■ **TASK INSTRUCTIONS**
Only one stretch of the records below is wanted: the lines from the one holding "sleeve, your assistance would be valued." through the one holding "shorts, your assistance would be valued.". Return it exactly, both ends included.

■ **DATASET ENTRIES**
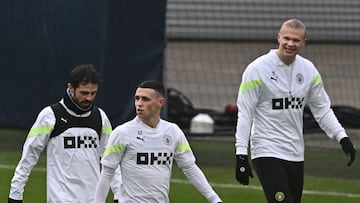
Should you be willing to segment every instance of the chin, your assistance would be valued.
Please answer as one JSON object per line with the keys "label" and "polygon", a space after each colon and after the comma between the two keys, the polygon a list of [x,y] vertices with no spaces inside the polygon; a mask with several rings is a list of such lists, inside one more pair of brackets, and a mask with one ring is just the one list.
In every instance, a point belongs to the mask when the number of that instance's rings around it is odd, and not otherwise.
{"label": "chin", "polygon": [[89,105],[81,105],[81,108],[83,108],[83,109],[87,109],[89,107],[90,107],[90,104]]}

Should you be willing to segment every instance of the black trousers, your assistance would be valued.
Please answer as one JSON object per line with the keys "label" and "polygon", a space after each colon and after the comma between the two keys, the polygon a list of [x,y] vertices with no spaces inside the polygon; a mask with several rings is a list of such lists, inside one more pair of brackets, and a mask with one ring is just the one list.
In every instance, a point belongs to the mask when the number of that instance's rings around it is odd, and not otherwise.
{"label": "black trousers", "polygon": [[304,162],[264,157],[252,160],[268,203],[300,203]]}

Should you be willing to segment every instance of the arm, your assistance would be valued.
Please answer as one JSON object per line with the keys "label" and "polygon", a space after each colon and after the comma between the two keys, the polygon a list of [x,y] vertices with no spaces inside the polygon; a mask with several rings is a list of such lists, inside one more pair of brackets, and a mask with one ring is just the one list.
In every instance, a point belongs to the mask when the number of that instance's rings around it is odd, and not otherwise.
{"label": "arm", "polygon": [[[105,112],[100,109],[101,112],[101,117],[102,117],[102,135],[101,135],[101,142],[100,142],[100,154],[102,156],[102,154],[104,153],[106,144],[108,142],[109,136],[112,132],[112,127],[111,127],[111,123],[110,120],[108,119],[107,115],[105,114]],[[120,167],[118,167],[115,171],[115,174],[113,176],[113,179],[110,183],[110,187],[112,192],[114,193],[114,200],[118,200],[119,196],[121,194],[120,192],[120,185],[122,184],[122,178],[121,178],[121,171],[120,171]]]}
{"label": "arm", "polygon": [[31,127],[23,146],[21,159],[11,180],[9,200],[22,200],[26,182],[36,165],[41,152],[45,149],[55,117],[50,107],[42,110]]}
{"label": "arm", "polygon": [[121,169],[120,166],[118,166],[115,170],[115,174],[110,183],[111,191],[114,193],[114,200],[121,199],[121,191],[120,191],[121,184],[122,184]]}
{"label": "arm", "polygon": [[259,100],[261,85],[262,81],[256,71],[253,68],[247,68],[239,87],[237,98],[238,120],[235,133],[235,177],[243,185],[248,185],[249,177],[253,177],[248,159],[248,146],[254,109]]}
{"label": "arm", "polygon": [[330,98],[324,89],[320,75],[313,79],[308,104],[315,120],[327,136],[338,142],[347,137],[344,128],[331,109]]}
{"label": "arm", "polygon": [[116,168],[102,167],[99,182],[95,190],[95,203],[104,203],[109,193],[110,182],[113,179]]}
{"label": "arm", "polygon": [[220,197],[215,193],[215,191],[210,186],[204,173],[195,163],[191,164],[190,166],[187,166],[186,168],[182,168],[182,170],[185,176],[187,177],[187,179],[210,203],[222,202]]}
{"label": "arm", "polygon": [[309,107],[320,128],[324,130],[328,137],[337,140],[345,154],[350,156],[350,161],[347,164],[350,166],[355,160],[355,149],[345,129],[341,126],[334,111],[331,109],[330,98],[324,89],[320,75],[313,79],[309,95]]}
{"label": "arm", "polygon": [[219,196],[211,188],[203,172],[195,164],[195,156],[191,151],[191,147],[184,133],[178,127],[176,127],[175,129],[175,133],[179,135],[178,145],[176,147],[174,157],[177,165],[184,172],[187,179],[209,202],[222,202]]}
{"label": "arm", "polygon": [[112,126],[109,118],[105,114],[105,112],[99,108],[102,120],[102,129],[101,129],[101,139],[100,139],[100,147],[99,154],[102,156],[109,140],[109,136],[112,133]]}
{"label": "arm", "polygon": [[106,198],[110,186],[112,187],[114,198],[120,198],[122,176],[119,164],[122,159],[122,155],[126,150],[126,144],[124,144],[122,137],[123,132],[121,127],[113,130],[109,136],[103,157],[101,159],[103,169],[101,171],[100,182],[98,183],[96,189],[96,202],[105,201],[103,198],[104,195]]}
{"label": "arm", "polygon": [[237,155],[247,155],[255,106],[259,101],[262,80],[249,66],[242,77],[237,97],[238,119],[235,133]]}

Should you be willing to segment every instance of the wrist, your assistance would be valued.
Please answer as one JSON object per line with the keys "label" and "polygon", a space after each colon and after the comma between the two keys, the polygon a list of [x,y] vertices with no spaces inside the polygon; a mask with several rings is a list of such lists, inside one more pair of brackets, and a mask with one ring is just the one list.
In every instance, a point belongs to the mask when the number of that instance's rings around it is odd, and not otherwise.
{"label": "wrist", "polygon": [[222,200],[220,199],[220,197],[215,193],[213,195],[211,195],[209,198],[208,198],[208,201],[210,203],[218,203],[218,202],[222,202]]}
{"label": "wrist", "polygon": [[11,197],[9,197],[8,203],[22,203],[22,200],[12,199]]}
{"label": "wrist", "polygon": [[340,141],[345,138],[348,137],[347,134],[344,131],[340,131],[337,135],[336,135],[336,140],[340,143]]}
{"label": "wrist", "polygon": [[248,148],[247,147],[242,147],[242,146],[238,146],[236,147],[236,155],[247,155],[248,154]]}

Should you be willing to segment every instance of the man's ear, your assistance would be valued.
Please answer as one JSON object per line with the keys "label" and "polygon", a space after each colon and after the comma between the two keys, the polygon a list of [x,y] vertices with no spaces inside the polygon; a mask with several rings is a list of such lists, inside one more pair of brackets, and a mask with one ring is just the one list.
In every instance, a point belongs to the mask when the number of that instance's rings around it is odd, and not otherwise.
{"label": "man's ear", "polygon": [[277,34],[277,41],[280,44],[280,32],[278,32],[278,34]]}
{"label": "man's ear", "polygon": [[165,98],[164,98],[164,97],[161,97],[161,98],[159,99],[159,103],[160,103],[161,107],[163,107],[163,106],[165,105],[165,103],[166,103]]}
{"label": "man's ear", "polygon": [[72,95],[74,95],[74,88],[73,88],[73,86],[71,85],[70,82],[67,83],[67,88],[69,88],[70,93],[71,93]]}

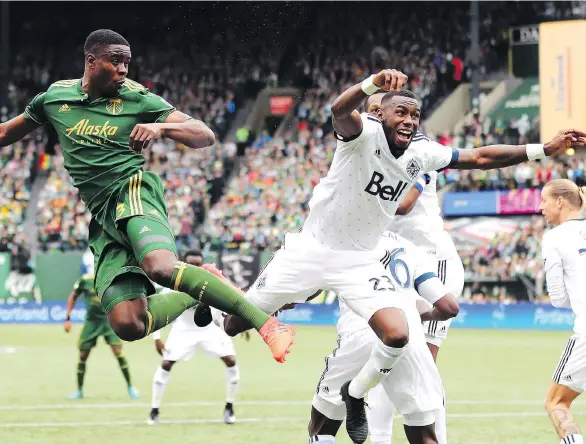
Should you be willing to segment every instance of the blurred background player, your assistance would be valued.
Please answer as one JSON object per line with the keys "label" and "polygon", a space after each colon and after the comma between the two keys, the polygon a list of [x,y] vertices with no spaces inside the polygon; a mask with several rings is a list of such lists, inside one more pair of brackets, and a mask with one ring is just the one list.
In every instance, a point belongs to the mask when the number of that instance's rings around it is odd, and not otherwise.
{"label": "blurred background player", "polygon": [[114,333],[112,327],[110,327],[106,313],[104,312],[102,304],[100,303],[100,299],[96,295],[96,290],[94,290],[93,273],[84,274],[81,279],[75,283],[73,291],[67,298],[65,331],[67,333],[71,331],[71,311],[73,310],[75,302],[80,296],[85,299],[87,311],[85,315],[85,322],[83,324],[78,341],[79,362],[77,364],[77,391],[71,394],[69,399],[83,398],[83,382],[87,359],[92,348],[96,346],[100,336],[103,336],[106,343],[112,347],[112,352],[118,360],[120,370],[122,370],[124,380],[128,386],[128,394],[132,399],[138,399],[140,395],[138,391],[132,386],[130,370],[128,368],[128,360],[122,351],[122,341],[118,336],[116,336],[116,333]]}
{"label": "blurred background player", "polygon": [[582,431],[570,411],[586,389],[586,188],[568,179],[549,182],[541,193],[545,220],[554,225],[543,236],[547,290],[555,307],[571,308],[576,318],[545,397],[545,409],[561,444],[583,444]]}
{"label": "blurred background player", "polygon": [[[203,256],[197,250],[187,251],[182,259],[195,267],[203,265]],[[159,293],[170,292],[166,288],[158,288]],[[171,327],[171,332],[164,344],[161,333],[155,332],[153,339],[160,355],[163,356],[161,366],[157,368],[153,377],[153,394],[151,412],[147,424],[154,425],[159,422],[159,408],[163,395],[169,383],[169,373],[177,361],[190,360],[197,349],[201,349],[210,358],[220,358],[226,365],[226,406],[224,407],[224,422],[234,424],[234,401],[240,381],[240,370],[236,365],[236,351],[232,339],[217,325],[211,323],[206,327],[197,327],[193,323],[195,308],[187,309]],[[248,332],[245,338],[250,339]]]}

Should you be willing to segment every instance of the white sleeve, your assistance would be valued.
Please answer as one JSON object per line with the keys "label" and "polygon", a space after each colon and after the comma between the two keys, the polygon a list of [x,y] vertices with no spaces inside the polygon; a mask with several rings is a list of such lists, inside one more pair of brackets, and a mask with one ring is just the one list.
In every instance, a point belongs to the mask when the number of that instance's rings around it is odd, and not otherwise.
{"label": "white sleeve", "polygon": [[458,161],[460,154],[456,148],[444,146],[431,140],[426,142],[424,153],[423,172],[425,173],[449,168]]}
{"label": "white sleeve", "polygon": [[337,150],[351,150],[361,146],[376,138],[379,131],[382,131],[382,123],[379,119],[370,114],[362,113],[362,131],[352,137],[344,137],[334,131],[334,136],[338,140]]}
{"label": "white sleeve", "polygon": [[543,237],[543,260],[545,281],[551,305],[558,308],[571,308],[570,297],[564,284],[564,266],[559,251],[548,236]]}
{"label": "white sleeve", "polygon": [[153,332],[153,334],[151,334],[151,336],[153,337],[153,341],[156,341],[157,339],[161,339],[161,330],[157,330],[157,331]]}

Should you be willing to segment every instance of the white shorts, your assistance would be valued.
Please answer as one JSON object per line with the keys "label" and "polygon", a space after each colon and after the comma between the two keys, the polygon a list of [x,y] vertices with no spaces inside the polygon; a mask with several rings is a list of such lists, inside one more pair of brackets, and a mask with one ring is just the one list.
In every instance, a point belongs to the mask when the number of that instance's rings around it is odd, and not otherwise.
{"label": "white shorts", "polygon": [[232,339],[219,327],[213,327],[205,332],[197,329],[171,327],[171,332],[165,343],[163,359],[165,361],[188,361],[193,357],[197,349],[210,358],[224,358],[236,356]]}
{"label": "white shorts", "polygon": [[[438,369],[420,325],[415,307],[406,311],[409,323],[409,345],[403,357],[381,383],[403,422],[424,426],[435,422],[436,410],[443,402],[443,386]],[[414,328],[415,327],[415,328]],[[379,339],[370,328],[338,337],[319,380],[312,405],[330,419],[343,420],[346,406],[340,395],[342,385],[353,379],[370,358]]]}
{"label": "white shorts", "polygon": [[[455,298],[460,297],[464,289],[464,266],[459,256],[438,261],[437,275],[446,286],[448,293]],[[436,347],[441,346],[448,336],[452,319],[447,321],[427,321],[423,323],[425,341]]]}
{"label": "white shorts", "polygon": [[381,259],[380,249],[329,250],[311,234],[288,233],[245,297],[272,314],[285,304],[303,303],[320,290],[331,290],[369,320],[380,309],[403,309],[409,301],[389,297],[393,278]]}
{"label": "white shorts", "polygon": [[570,338],[552,379],[578,393],[586,389],[586,337]]}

■ **WORKED SOLUTION**
Should you be willing to segment every instance of the white sleeve, your assistance would be valued.
Please answer as one JSON object per line with the keys "label" and "polygon", a space after each colon and after the comma between the two keys, the polygon a list of [x,y] vertices with no spaces inside the polygon; a mask with several rings is a list of such lists, inside one more pair of brackets, and a mask with one ring is just the one list.
In every instance, a point belongs to the mask when the number of that instance's rings around it is odd, and not otherwise.
{"label": "white sleeve", "polygon": [[458,161],[460,154],[456,148],[444,146],[431,140],[426,142],[424,153],[423,172],[425,173],[449,168]]}
{"label": "white sleeve", "polygon": [[337,150],[351,150],[361,146],[376,138],[379,131],[382,131],[382,123],[379,119],[370,114],[362,113],[362,131],[352,137],[344,137],[334,131],[334,136],[338,140]]}
{"label": "white sleeve", "polygon": [[543,237],[543,260],[545,281],[551,305],[558,308],[571,308],[570,297],[564,284],[564,266],[559,251],[548,236]]}
{"label": "white sleeve", "polygon": [[153,332],[153,334],[151,334],[151,336],[153,337],[153,341],[156,341],[157,339],[161,339],[161,330],[157,330],[157,331]]}

Should you be willing to segment every instance of the white shorts, your assistance would be valued.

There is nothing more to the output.